Baca artikel IDN Times lainnya di IDN App
IDN Ecosystem
IDN Signature Events
For
You

Suplemen Berlebih Bisa Ganggu Saraf, Ini Kata Pakar Kesehatan UMY

ilustrasi suplemen kunyit (freepik.com/freepik)
ilustrasi suplemen (freepik.com/freepik)
Intinya sih...
  • Tidak semua vitamin diproses dengan cara yang sama, ada yang larut lemak dan ada yang larut air
  • Suplemen sintetis dalam dosis tinggi bisa ganggu sistem saraf dan efek jangka panjang
  • Suplemen seharusnya hanya digunakan dalam kondisi khusus, tidak sebagai pengganti pola makan sehat

Dalam beberapa waktu terakhir, kasus keracunan akibat suplemen dosis tinggi kembali menjadi sorotan. Salah satunya terjadi di Australia dan melibatkan dua produk populer yang mengandung vitamin B6 dalam jumlah tinggi, sehingga memunculkan potensi efek toksik. Fenomena ini menjadi pengingat bahwa tidak semua yang tampak menyehatkan aman dikonsumsi tanpa batas.

Masyarakat sering kali percaya bahwa mengonsumsi banyak vitamin dapat membuat tubuh lebih sehat. Padahal, kenyataannya justru sebaliknya. Ketika tubuh menerima asupan vitamin secara berlebihan terutama dari suplemen sintetis dampaknya bisa sangat berbahaya, termasuk bagi sistem saraf.

1. Tidak semua vitamin diproses dengan cara yang sama

ilustrasi vitamin (unsplash.com/Kayla Maurais)
ilustrasi vitamin (unsplash.com/Kayla Maurais)

Item Tersimpan:
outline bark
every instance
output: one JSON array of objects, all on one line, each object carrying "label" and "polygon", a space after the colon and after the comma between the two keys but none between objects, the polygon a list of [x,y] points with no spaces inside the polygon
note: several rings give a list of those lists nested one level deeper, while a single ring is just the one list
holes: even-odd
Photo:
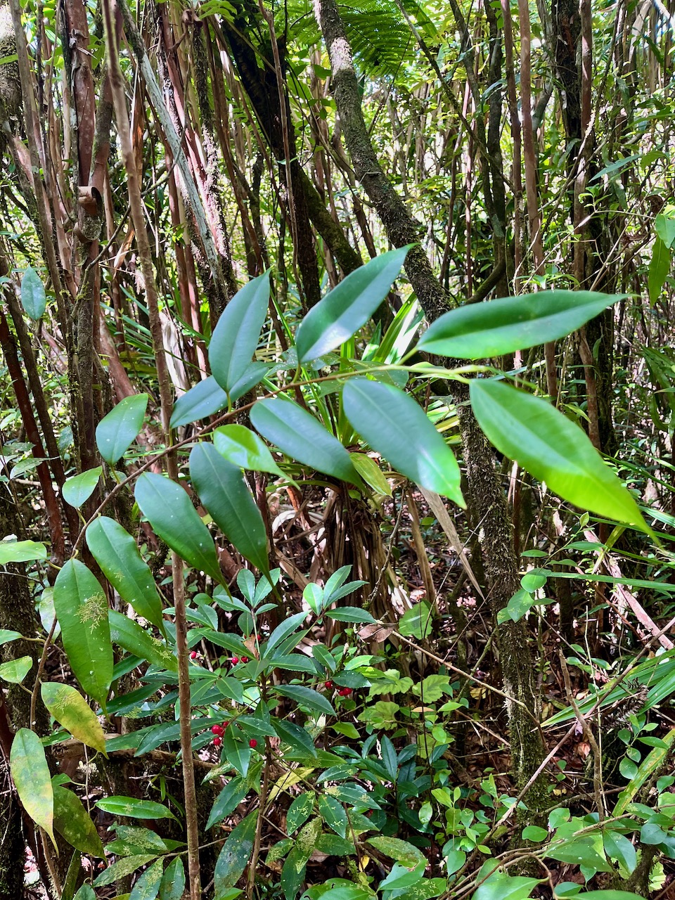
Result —
[{"label": "bark", "polygon": [[[333,92],[356,177],[368,194],[392,243],[395,247],[413,243],[418,239],[417,225],[382,171],[365,128],[351,50],[337,4],[335,0],[314,0],[314,12],[328,48]],[[434,321],[447,310],[449,301],[418,244],[408,254],[405,267],[428,321]],[[467,402],[468,392],[464,385],[454,382],[451,385],[459,415],[468,502],[482,526],[489,598],[496,616],[519,586],[506,496],[497,480],[493,454]],[[505,691],[511,698],[508,714],[514,772],[522,787],[544,759],[544,744],[537,726],[534,669],[522,621],[500,626],[499,636]],[[531,808],[537,809],[542,808],[545,800],[545,788],[539,778],[528,792],[527,802]]]}]

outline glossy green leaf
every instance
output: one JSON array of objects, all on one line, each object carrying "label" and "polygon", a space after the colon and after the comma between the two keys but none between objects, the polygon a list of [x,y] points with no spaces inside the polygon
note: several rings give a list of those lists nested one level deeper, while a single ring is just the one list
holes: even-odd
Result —
[{"label": "glossy green leaf", "polygon": [[87,469],[79,475],[72,475],[67,479],[63,488],[61,488],[61,493],[66,502],[77,509],[83,503],[86,503],[96,490],[103,471],[101,466],[97,465],[95,469]]},{"label": "glossy green leaf", "polygon": [[133,886],[129,900],[155,900],[164,876],[164,860],[158,860],[143,872]]},{"label": "glossy green leaf", "polygon": [[401,474],[466,506],[457,461],[412,397],[392,384],[354,378],[345,385],[342,402],[364,440]]},{"label": "glossy green leaf", "polygon": [[177,856],[166,866],[159,886],[159,900],[181,900],[185,887],[185,869]]},{"label": "glossy green leaf", "polygon": [[11,684],[21,684],[32,666],[30,656],[20,656],[18,660],[7,660],[0,663],[0,679]]},{"label": "glossy green leaf", "polygon": [[539,878],[495,872],[479,886],[472,900],[526,900],[539,884]]},{"label": "glossy green leaf", "polygon": [[54,828],[80,853],[105,858],[96,826],[73,791],[54,786]]},{"label": "glossy green leaf", "polygon": [[392,488],[377,463],[364,453],[350,453],[354,468],[375,493],[392,497]]},{"label": "glossy green leaf", "polygon": [[267,535],[260,510],[241,469],[229,463],[212,444],[196,444],[190,454],[190,476],[213,521],[242,556],[267,572]]},{"label": "glossy green leaf", "polygon": [[213,873],[215,900],[220,900],[241,878],[253,850],[256,823],[257,810],[255,809],[232,830],[223,844]]},{"label": "glossy green leaf", "polygon": [[10,641],[16,641],[22,635],[18,631],[10,631],[7,628],[0,628],[0,645],[9,644]]},{"label": "glossy green leaf", "polygon": [[436,319],[418,349],[456,359],[500,356],[564,338],[626,296],[539,291],[461,306]]},{"label": "glossy green leaf", "polygon": [[213,538],[179,484],[145,472],[136,482],[135,496],[158,536],[194,569],[221,580]]},{"label": "glossy green leaf", "polygon": [[147,409],[148,394],[131,394],[121,400],[96,426],[98,452],[110,465],[121,459],[138,437]]},{"label": "glossy green leaf", "polygon": [[47,547],[39,541],[0,541],[0,565],[47,559]]},{"label": "glossy green leaf", "polygon": [[249,472],[271,472],[284,477],[266,445],[244,425],[223,425],[213,432],[213,446],[229,463]]},{"label": "glossy green leaf", "polygon": [[156,856],[157,853],[124,856],[122,860],[117,860],[111,866],[108,866],[107,868],[104,868],[100,875],[97,875],[94,881],[94,887],[104,887],[106,885],[112,885],[113,881],[119,881],[120,878],[130,875],[131,872],[135,872],[141,866],[152,862]]},{"label": "glossy green leaf", "polygon": [[209,814],[209,821],[206,823],[207,831],[213,825],[217,825],[219,822],[222,822],[226,815],[234,812],[248,793],[248,785],[242,778],[238,776],[230,778],[213,803]]},{"label": "glossy green leaf", "polygon": [[108,601],[96,578],[79,560],[68,560],[57,575],[54,608],[73,674],[85,693],[105,709],[112,680]]},{"label": "glossy green leaf", "polygon": [[54,788],[44,748],[35,732],[20,728],[14,734],[9,766],[22,806],[54,842]]},{"label": "glossy green leaf", "polygon": [[251,410],[251,424],[270,444],[317,472],[358,484],[358,473],[340,442],[292,400],[273,397]]},{"label": "glossy green leaf", "polygon": [[670,272],[671,263],[672,253],[670,248],[663,243],[661,238],[657,238],[652,250],[652,259],[649,263],[649,272],[647,274],[649,302],[652,306],[661,296],[666,278]]},{"label": "glossy green leaf", "polygon": [[174,403],[170,426],[178,428],[212,416],[228,405],[228,395],[212,375],[198,382]]},{"label": "glossy green leaf", "polygon": [[546,400],[495,379],[473,379],[471,402],[490,441],[560,497],[649,532],[637,504],[584,432]]},{"label": "glossy green leaf", "polygon": [[31,266],[21,280],[21,305],[34,321],[40,319],[47,307],[47,295],[40,275]]},{"label": "glossy green leaf", "polygon": [[114,519],[101,516],[86,529],[86,544],[124,602],[164,631],[162,601],[155,579],[129,532]]},{"label": "glossy green leaf", "polygon": [[74,738],[105,754],[105,735],[101,723],[78,690],[68,684],[43,681],[40,693],[50,714]]},{"label": "glossy green leaf", "polygon": [[335,716],[335,709],[330,701],[319,691],[311,688],[304,688],[298,684],[285,684],[276,687],[275,691],[283,697],[290,697],[301,706],[305,706],[320,716]]},{"label": "glossy green leaf", "polygon": [[387,296],[410,248],[382,253],[355,269],[310,310],[295,335],[301,363],[335,350],[365,325]]},{"label": "glossy green leaf", "polygon": [[257,347],[269,304],[269,273],[249,281],[230,301],[209,344],[213,377],[230,392],[244,375]]},{"label": "glossy green leaf", "polygon": [[172,672],[178,670],[178,661],[166,644],[141,628],[138,622],[128,616],[122,616],[114,609],[111,609],[108,615],[111,639],[115,644],[160,669]]},{"label": "glossy green leaf", "polygon": [[126,815],[130,819],[175,819],[176,816],[154,800],[139,800],[135,796],[106,796],[96,806],[111,815]]}]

# PERMINTAAN KERJA
Sambung artikel tentang bahaya suplemen berlebih bagi saraf itu, mulai tepat dari bagian terakhir yang tersedia.

# JAWABAN YANG DIHARAPKAN
Pakar Kedokteran Keluarga dan Kesehatan Global dari Universitas Muhammadiyah Yogyakarta (UMY), dr. April Imam Prabowo, menjelaskan bahwa tubuh manusia memang memerlukan 13 vitamin esensial. Namun, tidak semua vitamin diproses dengan cara yang sama.

“Vitamin A, D, E, dan K bersifat larut lemak, sehingga kelebihannya akan disimpan dalam hati, jaringan lemak, dan otot untuk waktu yang lama. Sementara vitamin B dan C larut dalam air, sehingga kelebihannya umumnya akan dikeluarkan melalui urine, kecuali B12 yang dapat disimpan dalam hati hingga bertahun-tahun,” jelas dr. April dilansir laman resmi UMY.

2. Bisa sebabkan gangguan saraf hingga efek jangka panjang

ilustrasi otot (unsplash.com/Alan Calvert)
ilustrasi otot (unsplash.com/Alan Calvert)

Yang jadi masalah adalah ketika suplemen sintetis dikonsumsi dalam dosis jauh di atas kebutuhan harian. Misalnya vitamin B6 yang seharusnya hanya 1,3–1,7 mg per hari, namun dalam beberapa produk suplemen bisa mengandung puluhan kali lipat dari jumlah tersebut.

“Kebutuhan harian vitamin B6 untuk orang dewasa hanya sekitar 1,3 hingga 1,7 mg. Namun, ada suplemen yang mengandung puluhan kali lipat dari angka tersebut,” ujarnya.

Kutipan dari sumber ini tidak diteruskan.